--- GIVEN RECORDS ---
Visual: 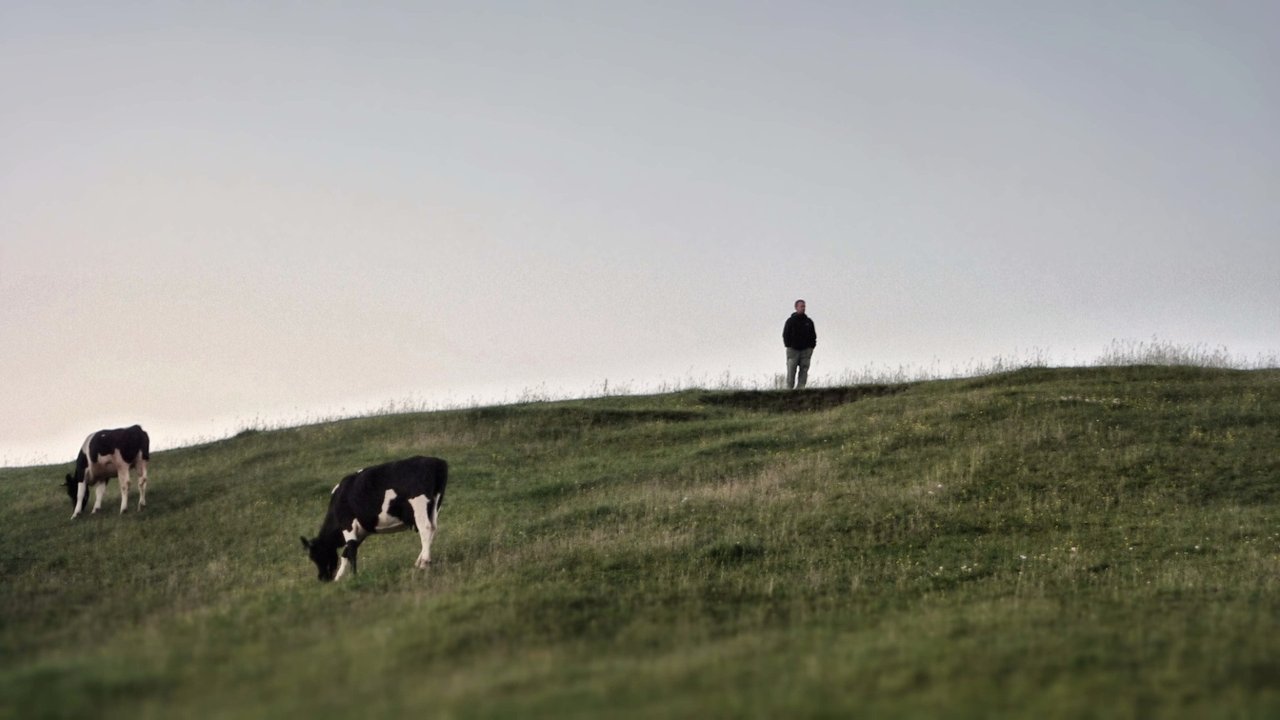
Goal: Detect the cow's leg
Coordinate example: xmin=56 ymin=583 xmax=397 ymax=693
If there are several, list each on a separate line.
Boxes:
xmin=408 ymin=495 xmax=435 ymax=568
xmin=333 ymin=520 xmax=369 ymax=582
xmin=115 ymin=452 xmax=129 ymax=514
xmin=72 ymin=480 xmax=88 ymax=520
xmin=138 ymin=457 xmax=147 ymax=510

--- EXERCISE ---
Add 8 to every bounding-box coordinate in the answers, then write out all lines of the items above with their requests and leave out the pictures. Keep the coordinate format sample in each request unchanged.

--- THE REPLY ---
Visual: 
Goal: Detect the cow's leg
Coordinate example: xmin=56 ymin=583 xmax=397 ymax=693
If there are several, list each on a separate line.
Boxes:
xmin=416 ymin=503 xmax=443 ymax=576
xmin=341 ymin=528 xmax=377 ymax=590
xmin=123 ymin=460 xmax=137 ymax=522
xmin=80 ymin=488 xmax=96 ymax=528
xmin=146 ymin=465 xmax=155 ymax=518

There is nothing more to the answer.